> **INSTRUCCIONES**
• A. Transcribe del texto sobre Claude Cahun el pasaje que va desde "Inmateriales" hasta "sujeto o protagonista.", ambos incluidos.
• B. Resume de forma más breve el párrafo del texto sobre Claude Cahun que empieza con "Los comisarios de la exposición". Conserva sus datos principales.
• C. Prolonga el texto sobre Claude Cahun a partir de la última frase que aparece.
#### FRAGMENTO DE LA PÁGINA
Inmateriales
Juego de máscaras
En París, el Jeu de Paume presenta hasta el 25 de septiembre una magnífica exposición de Claude Cahun (1894-1954), que posteriormente viajará a La Virreina, en Barcelona, y al Art Institute, en Chicago. Olvidada durante décadas, la reivindicación de Claude Cahun, se ha ido haciendo cada vez más intensa desde su recuperación inicial en la segunda mitad de los años ochenta. Aunque ella misma se consideraba surrealista y mantuvo una importante relación con André Breton y otros miembros del grupo, seguramente el hecho de ser mujer contribuyó no poco a que quedara en una situación marginal dentro de un movimiento impulsado por dominantes personalidades masculinas, que exaltaban a la mujer como objeto ideal del deseo, o como compañera, pero no tanto como sujeto o protagonista.
Los comisarios de la exposición: Juan Vicente Aliaga y François Leperlier, este último una de las personas que con sus investigaciones y escritos más han aportado al reconocimiento actual de Cahun, han realizado un espléndido trabajo que permite una aproximación integral a su obra. Fotógrafa, pero también escritora, Lucy Schwob, sobrina del gran Marcel Schwob, el autor de Vidas imaginarias (1896), adoptó hacia 1917 el pseudónimo de Claude Cahun. Un nombre que en francés puede designar tanto a un varón como a una mujer, y que por ello expresa bastante bien el signo de sus propuestas. Como ella misma escribió: “¿Masculino? ¿Femenino? Depende de los casos. El único género que siempre me conviene es neutro.”
Claude Cahun: Autorretrato (1929).
Gelatina de plata, 14 x 9 cm.
Musée d'Art Moderne de la Ville de Paris.
Las fotografías de Claude Cahun, en blanco y negro, y habitualmente en pequeño formato, implican en todos los casos una escenificación, una especie de juego teatral. Tanto en sus sugestivos autorretratos, en los que la representación de la identidad oscila entre lo femenino y lo masculino, o se disemina en el desdoblamiento, como en sus fotografías de objetos, de elementos naturales, o de pequeños y extraños muñecos, en los que en todos los casos predomina lo insólito. Justamente en ese juego radica el gran interés de su trabajo: en lugar de utilizar la fotografía, según es habitual, como una vía de confirmación de lo que llamamos “realidad”, Cahun lo hace para cuestionarla, para subvertirla. Sus puntos de apoyo, estamos en el marco del surrealismo, son la imaginación, el sueño. “¿Qué desmentidos”, se pregunta, “aporta el sueño a la mentirosa realidad?”
########
#### SECCIÓN DE DATOS
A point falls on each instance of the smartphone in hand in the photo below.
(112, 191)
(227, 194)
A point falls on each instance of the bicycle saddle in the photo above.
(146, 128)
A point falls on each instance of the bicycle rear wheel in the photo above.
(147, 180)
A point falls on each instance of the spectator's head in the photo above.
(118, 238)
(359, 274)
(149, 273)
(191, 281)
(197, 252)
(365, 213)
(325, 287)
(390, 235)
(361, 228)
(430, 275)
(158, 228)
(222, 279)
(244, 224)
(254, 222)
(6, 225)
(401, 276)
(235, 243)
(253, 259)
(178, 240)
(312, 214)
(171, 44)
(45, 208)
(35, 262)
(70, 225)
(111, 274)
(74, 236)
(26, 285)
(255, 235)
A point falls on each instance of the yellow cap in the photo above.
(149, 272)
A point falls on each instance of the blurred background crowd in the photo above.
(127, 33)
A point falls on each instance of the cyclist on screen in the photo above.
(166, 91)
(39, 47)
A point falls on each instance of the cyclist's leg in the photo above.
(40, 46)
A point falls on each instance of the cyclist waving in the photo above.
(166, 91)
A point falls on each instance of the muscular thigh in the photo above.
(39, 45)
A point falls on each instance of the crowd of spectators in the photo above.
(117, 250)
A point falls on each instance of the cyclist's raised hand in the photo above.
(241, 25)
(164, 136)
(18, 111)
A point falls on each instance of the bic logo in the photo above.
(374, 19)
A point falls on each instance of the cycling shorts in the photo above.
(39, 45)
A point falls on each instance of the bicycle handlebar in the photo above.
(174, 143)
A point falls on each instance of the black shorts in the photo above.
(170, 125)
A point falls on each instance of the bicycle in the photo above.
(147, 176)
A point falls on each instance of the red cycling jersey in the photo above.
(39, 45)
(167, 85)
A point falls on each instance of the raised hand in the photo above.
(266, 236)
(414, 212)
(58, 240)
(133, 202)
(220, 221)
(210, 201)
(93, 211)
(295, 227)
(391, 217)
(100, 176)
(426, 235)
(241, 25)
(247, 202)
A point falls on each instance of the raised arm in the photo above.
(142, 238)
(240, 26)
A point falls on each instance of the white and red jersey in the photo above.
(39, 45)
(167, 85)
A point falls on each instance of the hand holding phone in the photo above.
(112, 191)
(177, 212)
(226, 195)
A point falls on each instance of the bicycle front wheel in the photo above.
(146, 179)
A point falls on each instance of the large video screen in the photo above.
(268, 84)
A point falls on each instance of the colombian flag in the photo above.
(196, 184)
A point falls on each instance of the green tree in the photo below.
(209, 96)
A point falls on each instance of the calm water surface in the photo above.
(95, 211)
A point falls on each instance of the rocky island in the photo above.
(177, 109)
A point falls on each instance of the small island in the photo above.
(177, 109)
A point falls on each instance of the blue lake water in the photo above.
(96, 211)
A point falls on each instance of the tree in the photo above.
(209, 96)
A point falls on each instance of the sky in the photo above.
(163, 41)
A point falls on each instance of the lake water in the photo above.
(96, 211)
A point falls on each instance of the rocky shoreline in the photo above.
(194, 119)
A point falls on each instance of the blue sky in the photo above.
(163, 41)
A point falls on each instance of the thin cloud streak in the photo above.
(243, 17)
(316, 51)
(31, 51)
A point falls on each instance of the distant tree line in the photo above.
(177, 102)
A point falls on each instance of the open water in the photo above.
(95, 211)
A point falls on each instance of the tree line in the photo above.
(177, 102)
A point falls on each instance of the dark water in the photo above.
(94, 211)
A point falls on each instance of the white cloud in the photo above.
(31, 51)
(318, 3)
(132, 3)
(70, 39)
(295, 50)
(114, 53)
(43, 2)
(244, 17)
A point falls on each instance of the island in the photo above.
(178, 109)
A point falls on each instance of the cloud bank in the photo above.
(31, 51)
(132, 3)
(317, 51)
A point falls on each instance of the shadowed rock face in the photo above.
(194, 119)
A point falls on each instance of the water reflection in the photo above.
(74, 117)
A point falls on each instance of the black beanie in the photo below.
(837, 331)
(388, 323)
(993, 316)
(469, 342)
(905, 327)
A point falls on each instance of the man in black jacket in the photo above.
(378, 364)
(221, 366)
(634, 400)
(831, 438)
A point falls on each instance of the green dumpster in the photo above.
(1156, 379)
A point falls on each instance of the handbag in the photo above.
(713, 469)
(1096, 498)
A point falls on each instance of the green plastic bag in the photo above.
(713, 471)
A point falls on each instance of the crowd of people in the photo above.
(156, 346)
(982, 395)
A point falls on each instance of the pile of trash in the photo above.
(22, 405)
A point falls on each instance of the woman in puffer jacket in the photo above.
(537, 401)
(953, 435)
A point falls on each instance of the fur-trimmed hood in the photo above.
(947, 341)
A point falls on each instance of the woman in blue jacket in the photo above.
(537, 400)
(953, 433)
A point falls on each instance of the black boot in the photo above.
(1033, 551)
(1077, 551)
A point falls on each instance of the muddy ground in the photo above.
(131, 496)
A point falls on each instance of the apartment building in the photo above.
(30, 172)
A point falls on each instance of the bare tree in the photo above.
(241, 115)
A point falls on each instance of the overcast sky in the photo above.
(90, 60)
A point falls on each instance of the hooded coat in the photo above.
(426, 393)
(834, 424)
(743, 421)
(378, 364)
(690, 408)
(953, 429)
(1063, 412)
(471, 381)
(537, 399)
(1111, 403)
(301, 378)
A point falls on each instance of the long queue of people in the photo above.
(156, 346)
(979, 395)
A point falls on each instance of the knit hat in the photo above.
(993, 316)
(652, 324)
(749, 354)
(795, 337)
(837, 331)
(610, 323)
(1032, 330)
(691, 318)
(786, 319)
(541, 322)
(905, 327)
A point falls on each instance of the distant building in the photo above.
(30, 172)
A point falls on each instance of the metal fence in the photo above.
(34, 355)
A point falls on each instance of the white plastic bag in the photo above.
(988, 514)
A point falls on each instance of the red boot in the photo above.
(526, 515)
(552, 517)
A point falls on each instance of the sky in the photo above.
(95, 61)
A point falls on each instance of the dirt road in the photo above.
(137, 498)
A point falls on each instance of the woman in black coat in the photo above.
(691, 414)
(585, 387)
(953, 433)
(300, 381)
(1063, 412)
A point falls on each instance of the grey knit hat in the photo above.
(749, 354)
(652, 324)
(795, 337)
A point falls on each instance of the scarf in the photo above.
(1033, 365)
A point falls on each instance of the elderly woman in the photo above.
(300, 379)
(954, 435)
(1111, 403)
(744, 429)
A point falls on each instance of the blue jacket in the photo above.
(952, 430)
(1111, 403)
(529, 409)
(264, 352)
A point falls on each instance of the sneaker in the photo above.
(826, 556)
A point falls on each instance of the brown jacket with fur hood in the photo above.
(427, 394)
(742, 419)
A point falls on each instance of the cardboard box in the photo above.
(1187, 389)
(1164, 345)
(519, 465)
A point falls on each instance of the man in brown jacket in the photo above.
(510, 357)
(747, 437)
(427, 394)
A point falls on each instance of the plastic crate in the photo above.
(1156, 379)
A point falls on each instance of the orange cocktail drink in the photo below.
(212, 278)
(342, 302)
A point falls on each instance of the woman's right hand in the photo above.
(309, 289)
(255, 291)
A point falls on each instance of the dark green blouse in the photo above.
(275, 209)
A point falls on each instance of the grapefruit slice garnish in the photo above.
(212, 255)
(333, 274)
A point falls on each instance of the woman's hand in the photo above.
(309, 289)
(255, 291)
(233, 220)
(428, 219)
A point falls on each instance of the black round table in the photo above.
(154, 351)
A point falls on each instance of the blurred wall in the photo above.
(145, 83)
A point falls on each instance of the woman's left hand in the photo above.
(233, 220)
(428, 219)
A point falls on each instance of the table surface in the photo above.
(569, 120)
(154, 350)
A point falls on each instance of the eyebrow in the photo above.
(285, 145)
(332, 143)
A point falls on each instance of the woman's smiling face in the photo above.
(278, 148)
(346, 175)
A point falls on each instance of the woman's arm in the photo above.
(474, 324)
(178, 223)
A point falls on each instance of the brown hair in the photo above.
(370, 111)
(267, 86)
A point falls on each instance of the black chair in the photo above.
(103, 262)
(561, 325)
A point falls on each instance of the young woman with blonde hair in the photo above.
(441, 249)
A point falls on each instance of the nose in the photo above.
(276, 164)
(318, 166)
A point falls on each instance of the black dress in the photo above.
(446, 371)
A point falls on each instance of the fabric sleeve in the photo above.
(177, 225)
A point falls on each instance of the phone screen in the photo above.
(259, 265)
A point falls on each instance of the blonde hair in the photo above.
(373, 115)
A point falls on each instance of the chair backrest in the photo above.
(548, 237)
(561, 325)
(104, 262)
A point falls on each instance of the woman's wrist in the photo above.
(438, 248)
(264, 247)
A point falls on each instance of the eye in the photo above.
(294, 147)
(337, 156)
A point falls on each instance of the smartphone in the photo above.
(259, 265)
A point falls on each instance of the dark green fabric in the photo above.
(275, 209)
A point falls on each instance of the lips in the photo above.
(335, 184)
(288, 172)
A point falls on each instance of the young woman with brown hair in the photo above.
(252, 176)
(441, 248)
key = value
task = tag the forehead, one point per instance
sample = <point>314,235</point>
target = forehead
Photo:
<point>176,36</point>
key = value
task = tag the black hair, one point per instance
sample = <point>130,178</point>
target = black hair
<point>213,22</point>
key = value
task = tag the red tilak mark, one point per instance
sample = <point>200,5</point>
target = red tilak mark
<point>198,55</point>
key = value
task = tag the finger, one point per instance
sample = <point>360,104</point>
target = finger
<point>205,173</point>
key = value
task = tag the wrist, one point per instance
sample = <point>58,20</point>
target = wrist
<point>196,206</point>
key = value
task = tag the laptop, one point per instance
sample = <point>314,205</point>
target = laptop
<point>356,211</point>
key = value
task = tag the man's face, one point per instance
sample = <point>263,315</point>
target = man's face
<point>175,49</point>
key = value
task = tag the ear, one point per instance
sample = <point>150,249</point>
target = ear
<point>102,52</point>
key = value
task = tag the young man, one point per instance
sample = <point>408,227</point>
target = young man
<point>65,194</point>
########
> **RESPUESTAS**
• A.
Inmateriales
Juego de máscaras
En París, el Jeu de Paume presenta hasta el 25 de septiembre una magnífica exposición de Claude Cahun (1894-1954), que posteriormente viajará a La Virreina, en Barcelona, y al Art Institute, en Chicago. Olvidada durante décadas, la reivindicación de Claude Cahun, se ha ido haciendo cada vez más intensa desde su recuperación inicial en la segunda mitad de los años ochenta. Aunque ella misma se consideraba surrealista y mantuvo una importante relación con André Breton y otros miembros del grupo, seguramente el hecho de ser mujer contribuyó no poco a que quedara en una situación marginal dentro de un movimiento impulsado por dominantes personalidades masculinas, que exaltaban a la mujer como objeto ideal del deseo, o como compañera, pero no tanto como sujeto o protagonista.

• B. Los comisarios Juan Vicente Aliaga y François Leperlier permiten una aproximación integral a la obra de Cahun. Leperlier es una de las personas que más han aportado con sus investigaciones y escritos al reconocimiento actual de la artista. Lucy Schwob era fotógrafa y escritora y sobrina de Marcel Schwob, autor de *Vidas imaginarias* (1896). Hacia 1917 adoptó el pseudónimo de Claude Cahun. En francés ese nombre sirve tanto para un varón como para una mujer, y expresa bien el signo de sus propuestas. Ella misma escribió que el único género que siempre le convenía era el neutro.

• C.
Se desvelan así, a través de su obra, dos aspectos de gran importancia. Por un lado, lo que llamamos “realidad” es el resultado de un proceso de construcción simbólica, cultural. Pero, por otro, la fotografía misma no es nunca neutral, plenamente objetiva, sino que ella misma entraña siempre un corte, una selección de la mirada, una elaboración de la imagen y la representación. No cabe duda de que Claude Cahun anticipa no pocos planteamientos posteriores de la fotografía como dramatización, de Cindy Sherman a Thomas Ruff, por ejemplo.
Claude Cahun: Autorretrato (hacia 1929).
Gelatina de plata, 24 x 19 cm.
Collection Neuflize Vie.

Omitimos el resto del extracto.